EXERCISE GOAL: Carry on the write-up about user churn from its last line, keeping its style and format.
──────── SOURCE DOCUMENT ────────
On displaying the distinct values in these categorical columns we can see that we have a lot of pages like Login, Logout, NextSong, Home, About, Error, Thumbs Up, etc. Users can trigger events by visiting these pages. Along with that other details of users are also captured in the event such as user details, level(subscription status), status(HTTP code), method(HTTP method); and auth and device used to access the page as well as time.

Defining Churn
A User churns when they leave a platform or simply stop using the services. While losing a single user might not be of any concern but losing consistently is of grave concern to any business. In this example, we can take canceling a subscription as a churn. In order to cancel a subscription, the user must visit the page ‘Cancellation Confirmation’ and that is our cue. Any user is marked as churn if in future or in past (for our dataset), has canceled subscription, say churn event, i.e. triggered event Cancellation Confirmation.
Business Understanding
After looking at the data, we can ask some basic questions before we proceed.
- What is the effect of different user-page interactions on their churn status?
- Does the gender, devices used and status 404( an error) code affect the user churn status?
- How do active days, total sessions, minutes of play, number of songs play affect the churn status?
Exploratory Data Analysis
User-page interaction
As we have tagged churn, it would be interesting to see what pages users have visited based on their churn status.

Through these box plots, we can see the significant differences in both groups by looking at mean, interquartile range, and spread.
- The churned group are less likely to visit pages: About, Add Friend, Add to Playlist, Downgrade, Error, Help, Home, NextSong, Settings, and Thumbs Up.
──────── DATA SUPPLIED ────────
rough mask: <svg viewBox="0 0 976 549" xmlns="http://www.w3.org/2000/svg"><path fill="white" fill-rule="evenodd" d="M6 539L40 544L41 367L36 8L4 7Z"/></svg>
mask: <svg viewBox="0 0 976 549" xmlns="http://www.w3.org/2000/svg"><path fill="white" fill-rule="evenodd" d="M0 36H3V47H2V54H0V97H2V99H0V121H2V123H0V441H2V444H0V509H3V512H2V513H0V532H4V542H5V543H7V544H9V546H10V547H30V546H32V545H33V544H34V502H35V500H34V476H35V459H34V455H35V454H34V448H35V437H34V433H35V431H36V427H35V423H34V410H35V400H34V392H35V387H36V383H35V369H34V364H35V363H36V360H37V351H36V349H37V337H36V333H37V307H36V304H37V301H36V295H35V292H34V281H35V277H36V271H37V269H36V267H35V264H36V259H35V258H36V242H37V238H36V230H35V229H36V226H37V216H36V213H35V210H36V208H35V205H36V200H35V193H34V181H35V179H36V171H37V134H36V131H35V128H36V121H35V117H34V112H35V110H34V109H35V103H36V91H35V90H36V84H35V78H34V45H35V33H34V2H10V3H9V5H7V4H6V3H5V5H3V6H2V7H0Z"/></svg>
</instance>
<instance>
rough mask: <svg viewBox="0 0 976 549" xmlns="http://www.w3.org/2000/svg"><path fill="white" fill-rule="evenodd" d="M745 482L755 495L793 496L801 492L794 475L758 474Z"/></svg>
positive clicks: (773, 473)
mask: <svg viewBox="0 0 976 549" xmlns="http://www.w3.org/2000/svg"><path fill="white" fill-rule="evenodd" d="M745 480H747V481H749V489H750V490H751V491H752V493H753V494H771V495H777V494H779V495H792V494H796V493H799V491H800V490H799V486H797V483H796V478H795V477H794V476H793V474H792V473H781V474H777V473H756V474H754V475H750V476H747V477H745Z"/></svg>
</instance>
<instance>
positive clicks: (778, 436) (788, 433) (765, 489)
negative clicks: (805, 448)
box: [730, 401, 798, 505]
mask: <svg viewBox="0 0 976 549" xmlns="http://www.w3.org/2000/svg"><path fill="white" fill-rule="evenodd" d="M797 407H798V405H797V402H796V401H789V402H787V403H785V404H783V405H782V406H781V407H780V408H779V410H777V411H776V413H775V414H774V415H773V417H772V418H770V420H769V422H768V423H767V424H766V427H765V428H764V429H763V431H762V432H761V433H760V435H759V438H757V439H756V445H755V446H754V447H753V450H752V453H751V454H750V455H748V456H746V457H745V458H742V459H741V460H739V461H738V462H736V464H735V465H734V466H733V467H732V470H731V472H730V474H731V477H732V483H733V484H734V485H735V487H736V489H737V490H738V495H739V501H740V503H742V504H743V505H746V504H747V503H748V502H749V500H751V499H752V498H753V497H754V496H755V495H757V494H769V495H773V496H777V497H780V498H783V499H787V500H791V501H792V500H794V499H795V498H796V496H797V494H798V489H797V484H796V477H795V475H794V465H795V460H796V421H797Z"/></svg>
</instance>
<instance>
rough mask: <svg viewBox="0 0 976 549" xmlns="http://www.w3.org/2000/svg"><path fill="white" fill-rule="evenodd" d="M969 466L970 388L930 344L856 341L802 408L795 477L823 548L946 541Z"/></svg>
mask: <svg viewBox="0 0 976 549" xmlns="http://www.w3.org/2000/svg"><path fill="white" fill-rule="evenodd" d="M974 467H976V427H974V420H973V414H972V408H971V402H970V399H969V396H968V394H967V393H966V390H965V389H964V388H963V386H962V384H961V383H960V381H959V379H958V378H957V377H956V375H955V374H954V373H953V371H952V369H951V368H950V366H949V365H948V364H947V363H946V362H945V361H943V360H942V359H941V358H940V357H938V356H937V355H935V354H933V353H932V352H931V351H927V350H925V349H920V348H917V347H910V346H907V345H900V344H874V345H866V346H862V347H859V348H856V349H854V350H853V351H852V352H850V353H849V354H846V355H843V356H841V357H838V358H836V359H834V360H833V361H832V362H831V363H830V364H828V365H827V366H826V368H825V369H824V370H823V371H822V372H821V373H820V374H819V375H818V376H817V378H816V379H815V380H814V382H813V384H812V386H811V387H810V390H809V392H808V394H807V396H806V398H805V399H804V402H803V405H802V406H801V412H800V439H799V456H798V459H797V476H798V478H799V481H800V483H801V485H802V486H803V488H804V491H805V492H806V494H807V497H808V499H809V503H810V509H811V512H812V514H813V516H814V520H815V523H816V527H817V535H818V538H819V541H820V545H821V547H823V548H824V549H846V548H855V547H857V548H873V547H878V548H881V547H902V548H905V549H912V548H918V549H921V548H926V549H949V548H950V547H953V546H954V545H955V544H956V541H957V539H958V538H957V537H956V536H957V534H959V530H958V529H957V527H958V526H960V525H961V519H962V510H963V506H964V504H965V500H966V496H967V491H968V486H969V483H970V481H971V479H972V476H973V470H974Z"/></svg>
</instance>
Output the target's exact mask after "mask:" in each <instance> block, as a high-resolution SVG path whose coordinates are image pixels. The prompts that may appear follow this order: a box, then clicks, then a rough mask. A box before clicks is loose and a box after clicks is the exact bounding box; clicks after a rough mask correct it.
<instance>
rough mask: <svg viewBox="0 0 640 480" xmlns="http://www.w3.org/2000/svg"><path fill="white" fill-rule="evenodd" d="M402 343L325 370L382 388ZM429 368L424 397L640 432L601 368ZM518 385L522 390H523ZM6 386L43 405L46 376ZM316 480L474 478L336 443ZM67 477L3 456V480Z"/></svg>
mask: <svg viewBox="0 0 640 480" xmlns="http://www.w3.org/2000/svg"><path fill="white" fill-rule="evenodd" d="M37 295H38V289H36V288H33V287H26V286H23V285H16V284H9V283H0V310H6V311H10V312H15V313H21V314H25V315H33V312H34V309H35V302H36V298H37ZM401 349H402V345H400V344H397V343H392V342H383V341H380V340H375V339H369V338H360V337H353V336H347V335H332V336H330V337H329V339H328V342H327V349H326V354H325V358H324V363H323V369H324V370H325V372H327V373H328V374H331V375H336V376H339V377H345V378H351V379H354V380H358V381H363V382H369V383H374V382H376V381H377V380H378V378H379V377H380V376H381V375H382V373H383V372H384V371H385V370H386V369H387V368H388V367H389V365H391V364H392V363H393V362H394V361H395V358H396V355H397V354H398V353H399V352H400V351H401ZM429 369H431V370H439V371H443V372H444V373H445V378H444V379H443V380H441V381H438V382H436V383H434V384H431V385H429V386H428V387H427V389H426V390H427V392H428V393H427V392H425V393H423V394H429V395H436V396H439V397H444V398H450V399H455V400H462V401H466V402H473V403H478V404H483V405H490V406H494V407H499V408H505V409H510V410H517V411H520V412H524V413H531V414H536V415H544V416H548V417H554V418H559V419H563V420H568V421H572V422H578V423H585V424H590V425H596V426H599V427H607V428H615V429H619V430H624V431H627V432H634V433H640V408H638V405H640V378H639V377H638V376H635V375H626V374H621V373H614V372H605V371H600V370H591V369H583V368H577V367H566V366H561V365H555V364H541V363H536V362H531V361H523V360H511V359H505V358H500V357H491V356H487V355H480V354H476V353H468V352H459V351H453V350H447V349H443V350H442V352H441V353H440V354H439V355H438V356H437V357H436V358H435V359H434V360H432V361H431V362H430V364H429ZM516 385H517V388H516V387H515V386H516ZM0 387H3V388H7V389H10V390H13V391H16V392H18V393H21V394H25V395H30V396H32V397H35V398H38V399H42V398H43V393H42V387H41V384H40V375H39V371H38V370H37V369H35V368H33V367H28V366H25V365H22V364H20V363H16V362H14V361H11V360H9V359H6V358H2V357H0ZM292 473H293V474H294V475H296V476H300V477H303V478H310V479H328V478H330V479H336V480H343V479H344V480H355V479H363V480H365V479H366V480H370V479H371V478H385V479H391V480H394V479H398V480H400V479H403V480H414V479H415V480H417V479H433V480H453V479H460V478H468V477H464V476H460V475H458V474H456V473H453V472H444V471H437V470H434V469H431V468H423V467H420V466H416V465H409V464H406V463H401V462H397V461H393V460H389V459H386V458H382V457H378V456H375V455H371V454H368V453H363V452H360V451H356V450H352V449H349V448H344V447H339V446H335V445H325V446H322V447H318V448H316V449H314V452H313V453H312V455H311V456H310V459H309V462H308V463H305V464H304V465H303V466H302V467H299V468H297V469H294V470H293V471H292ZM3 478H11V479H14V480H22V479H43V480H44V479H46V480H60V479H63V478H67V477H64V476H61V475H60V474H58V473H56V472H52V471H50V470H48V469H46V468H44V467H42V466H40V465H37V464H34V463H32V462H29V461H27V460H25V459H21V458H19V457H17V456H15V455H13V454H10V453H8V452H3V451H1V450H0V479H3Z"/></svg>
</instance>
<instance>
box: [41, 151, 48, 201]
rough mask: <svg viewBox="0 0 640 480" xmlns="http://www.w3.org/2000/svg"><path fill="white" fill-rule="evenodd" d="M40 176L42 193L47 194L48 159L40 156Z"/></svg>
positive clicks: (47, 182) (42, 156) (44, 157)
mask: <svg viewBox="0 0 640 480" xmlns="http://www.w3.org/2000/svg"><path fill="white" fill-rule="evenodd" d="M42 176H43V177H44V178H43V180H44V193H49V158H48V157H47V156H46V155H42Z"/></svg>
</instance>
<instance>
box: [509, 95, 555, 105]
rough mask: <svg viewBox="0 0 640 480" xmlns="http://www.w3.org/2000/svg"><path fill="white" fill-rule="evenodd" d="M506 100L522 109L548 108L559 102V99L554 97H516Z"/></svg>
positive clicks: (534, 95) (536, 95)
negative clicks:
────────
RESPONSE TO THE TASK:
- And more likely to visit: Roll Advert, Upgrade
Affect of gender, devices used and status 404 faced on churn

From these plots we can see that:
- put method is used by non-churned users more.
- The GET method is almost the same among both groups.
- status 404 is hit more by non-churned users.
- Male users are more prone to churn than female users.
- Paid users are less likely to churn.
- There is a variation for windows device users
How do active days, total sessions, minutes of play, number of songs play affect the churn status?

From these plots we can see that:
- fewer sessions are created by churned users.
- fewer songs are played by churned users.
- consequently less total playtime of churned users.
- also, the churn users have fewer items in a session.
- there is a lot of variation in the song length of churn users.
- active days is very low for churn users.
- overall the activity/interaction with key features is less for churned users.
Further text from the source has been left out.